--- Required work ---
Any picture in the data below should be skipped, while every line is repeated exactly.

*** Source material ***

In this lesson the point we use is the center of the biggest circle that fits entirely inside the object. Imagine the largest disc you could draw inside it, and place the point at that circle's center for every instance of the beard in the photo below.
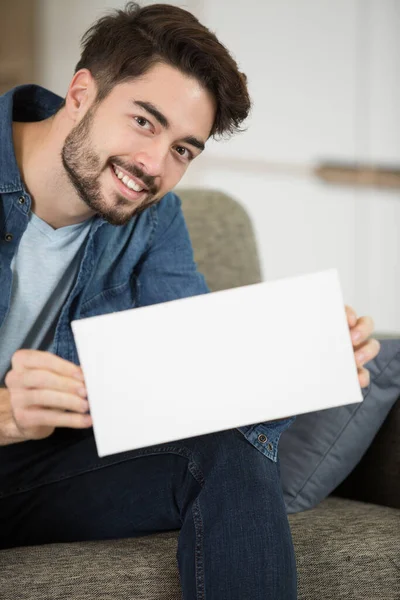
(83, 168)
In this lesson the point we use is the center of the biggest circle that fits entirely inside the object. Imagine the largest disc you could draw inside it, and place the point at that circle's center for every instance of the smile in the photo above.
(127, 181)
(128, 186)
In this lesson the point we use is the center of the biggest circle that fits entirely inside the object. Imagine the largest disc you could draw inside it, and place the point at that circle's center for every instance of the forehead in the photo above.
(181, 98)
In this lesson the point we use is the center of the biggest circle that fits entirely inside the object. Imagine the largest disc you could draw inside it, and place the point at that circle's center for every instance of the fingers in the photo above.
(36, 359)
(364, 377)
(36, 378)
(362, 330)
(49, 399)
(351, 316)
(29, 419)
(366, 352)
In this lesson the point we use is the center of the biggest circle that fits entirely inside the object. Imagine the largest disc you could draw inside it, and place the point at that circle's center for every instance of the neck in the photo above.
(38, 149)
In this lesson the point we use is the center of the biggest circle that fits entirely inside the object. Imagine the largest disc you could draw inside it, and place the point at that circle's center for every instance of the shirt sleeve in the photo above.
(167, 270)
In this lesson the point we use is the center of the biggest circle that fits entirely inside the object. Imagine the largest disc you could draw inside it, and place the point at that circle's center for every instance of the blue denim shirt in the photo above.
(148, 261)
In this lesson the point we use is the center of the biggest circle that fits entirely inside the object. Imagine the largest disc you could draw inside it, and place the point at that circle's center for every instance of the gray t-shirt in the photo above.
(44, 270)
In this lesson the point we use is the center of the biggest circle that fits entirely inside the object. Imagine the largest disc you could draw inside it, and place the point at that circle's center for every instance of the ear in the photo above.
(81, 94)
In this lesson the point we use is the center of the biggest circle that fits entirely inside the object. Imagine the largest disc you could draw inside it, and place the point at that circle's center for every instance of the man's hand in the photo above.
(365, 349)
(46, 392)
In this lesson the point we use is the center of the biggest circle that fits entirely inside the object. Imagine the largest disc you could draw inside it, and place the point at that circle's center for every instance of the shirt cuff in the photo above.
(265, 436)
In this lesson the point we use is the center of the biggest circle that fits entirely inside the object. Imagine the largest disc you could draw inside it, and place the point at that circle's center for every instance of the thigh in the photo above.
(60, 490)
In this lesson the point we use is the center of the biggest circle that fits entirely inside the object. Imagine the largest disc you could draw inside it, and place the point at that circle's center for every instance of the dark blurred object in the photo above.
(17, 42)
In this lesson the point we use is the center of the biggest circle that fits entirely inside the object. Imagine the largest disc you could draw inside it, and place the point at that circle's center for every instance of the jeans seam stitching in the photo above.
(199, 567)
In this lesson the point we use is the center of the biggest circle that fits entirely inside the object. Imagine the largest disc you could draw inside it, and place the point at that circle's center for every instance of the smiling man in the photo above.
(89, 225)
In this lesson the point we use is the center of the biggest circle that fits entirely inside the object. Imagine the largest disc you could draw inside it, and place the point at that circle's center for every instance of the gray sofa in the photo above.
(346, 548)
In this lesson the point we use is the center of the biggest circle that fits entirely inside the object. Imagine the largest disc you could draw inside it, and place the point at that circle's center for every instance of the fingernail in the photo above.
(360, 357)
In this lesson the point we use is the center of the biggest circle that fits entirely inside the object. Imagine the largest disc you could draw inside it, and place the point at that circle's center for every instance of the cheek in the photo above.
(173, 174)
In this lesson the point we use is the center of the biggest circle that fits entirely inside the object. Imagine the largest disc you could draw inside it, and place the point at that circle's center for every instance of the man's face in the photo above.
(135, 146)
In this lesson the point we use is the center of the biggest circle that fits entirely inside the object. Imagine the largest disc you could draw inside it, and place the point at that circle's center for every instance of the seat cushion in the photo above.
(344, 550)
(321, 448)
(143, 568)
(347, 550)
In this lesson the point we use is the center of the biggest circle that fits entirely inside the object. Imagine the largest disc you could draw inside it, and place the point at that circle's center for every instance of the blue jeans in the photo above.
(222, 494)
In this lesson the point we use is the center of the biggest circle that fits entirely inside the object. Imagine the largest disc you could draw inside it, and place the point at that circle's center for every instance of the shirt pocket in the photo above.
(113, 299)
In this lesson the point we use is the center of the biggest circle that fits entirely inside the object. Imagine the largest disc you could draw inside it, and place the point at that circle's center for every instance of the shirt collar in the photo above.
(25, 103)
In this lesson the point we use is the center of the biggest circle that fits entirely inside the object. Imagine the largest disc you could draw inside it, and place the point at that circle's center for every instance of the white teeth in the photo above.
(127, 181)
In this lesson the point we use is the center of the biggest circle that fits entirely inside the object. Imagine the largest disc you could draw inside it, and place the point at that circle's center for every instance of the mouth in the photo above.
(130, 187)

*** End of Source material ***

--- Response box ---
In this lesson the point we use is the center of the biggest circle that fits entirely inside the object. Imagine the largest disc you could draw inside it, and place the point at that circle's center for every instance of the beard in the photo below.
(83, 168)
In this lesson the point we use is the center of the biggest circle that fits entirely inside the object. Imagine the largest disc you could draw inside it, and place the point at that circle's center for every instance of the smile in the photo above.
(127, 181)
(128, 186)
In this lesson the point we use is the center of the biggest circle that fits entirely inside the object. Imagine the largest disc you could draw inside it, and place the point at that circle's center for every instance of the forehead in the photo above.
(181, 98)
In this lesson the point we use is the center of the biggest circle that fits entirely inside the object. Imagine the largest disc you could draw inside it, and place the point at that circle's center for every instance of the fingers in the photo above.
(36, 359)
(364, 377)
(36, 378)
(362, 330)
(49, 399)
(351, 316)
(29, 419)
(366, 352)
In this lesson the point we use is the center of the biggest circle that fits entirely inside the object. Imagine the largest disc you could draw inside it, and place the point at that circle's center for every instance of the neck in the photo above.
(38, 149)
In this lesson the point we use is the center of the biggest circle that fits entirely inside the object. Imagine the largest disc you could draw inside it, and place the point at that circle's center for every instance of the shirt sleeve in the photo above.
(167, 270)
In this lesson the point we use is the center of the biggest circle that fits entirely inside the object. Imagine the largest disc you could draw inside it, and place the point at that circle's center for every instance of the blue denim shirt in the photo above.
(148, 261)
In this lesson the point we use is the center of the biggest circle that fits entirely inside the object. Imagine the largest disc you could draw inside it, and place the point at that circle's center for every instance of the gray t-shirt in the photo above.
(44, 270)
In this lesson the point we use is the center of the biggest circle that fits entirely inside the object. Imagine the largest disc you could draw inside it, and place the point at that circle's center for every instance of the ear in the photo above.
(81, 94)
In this lesson the point we use is the center of the biggest circle that fits entirely inside the object. Imagine the largest disc you could draw inside it, and place the point at that circle's center for every instance of the man's hand in the photo above.
(365, 349)
(46, 392)
In this lesson the point we use is the center of the biggest circle that fits entirely inside the object. Imagine the largest disc you could draw inside it, and place the point at that circle's center for every instance of the shirt cuff in the photo above.
(265, 436)
In this lesson the point we use is the center of the biggest circle that fits entirely inside the object. Imagine the largest disc you could draw inside it, and place the point at that circle's center for every instance of the thigh in the photo above.
(60, 490)
In this lesson the point we use is the center of the biggest circle that fits entirely inside the object. Imagine the largest disc you could draw inside it, and place the point at that circle's center for every instance of the dark blurred object in the photo above.
(17, 42)
In this lesson the point we use is the center of the biggest circle that fits entirely inside the object. Imagine the largest disc you could draw inside it, and place the point at that circle's center for every instance of the jeans seam stitching in the photo above.
(199, 567)
In this lesson the point we use is the center of the biggest circle that fits entirely inside the object. Imagine the largest disc you could draw inside it, and place the point at that circle's center for every instance of the smiling man in the photo above.
(89, 225)
In this lesson the point we use is the center of the biggest circle that fits entirely inside the object. Imagine the largest disc you could draw inside it, and place the point at that circle's center for every instance of the gray sofa in the photo above.
(346, 548)
In this lesson the point we use is the center of the biggest circle that fits entirely inside the object. Imagine the largest disc you could draw inside it, and place the point at that circle's center for every instance of the fingernail in the photo above.
(360, 357)
In this lesson the point we use is the center of the biggest circle that fits entirely inside the object. Imagine the largest disc you could draw inside it, and place the point at that circle's center for every instance of the cheek in the photo above.
(173, 174)
In this lesson the point we use is the center of the biggest circle that fits entirely inside the object. Imagine the largest disc you could draw inside it, and place the point at that circle's center for every instance of the man's face in the photo above.
(135, 146)
In this lesson the point we use is the center of the biggest circle that fits entirely inside the object. Imagine the largest disc you could draw inside it, and place the point at that circle's center for every instance of the seat cushion in the photo above.
(344, 550)
(321, 448)
(143, 568)
(347, 550)
In this lesson the point we use is the center of the biggest circle that fits entirely inside the object. Imagine the largest disc you could draw inside it, and place the point at that circle's center for every instance of the blue jeans in the photo above.
(222, 494)
In this lesson the point we use is the center of the biggest circle that fits entirely inside the object. Imagine the largest disc you could draw inside it, and place the point at that circle's center for every instance of the shirt pocket in the photo above.
(113, 299)
In this lesson the point we use is the center of the biggest circle that fits entirely inside the object. Imagine the largest disc you could draw inside it, and place the point at that circle's center for every instance of the shirt collar in the photo above.
(25, 103)
In this lesson the point we use is the center of the biggest circle that fits entirely inside the object. Imagine the largest disc you could draw inside it, and place the point at that circle's center for every instance of the white teeth in the photo above.
(127, 181)
In this lesson the point we use is the center of the biggest circle that fits entirely inside the object. Imagine the largest disc you could draw inside it, and place the point at that circle's center for every instance of the mouth in the photo above.
(130, 187)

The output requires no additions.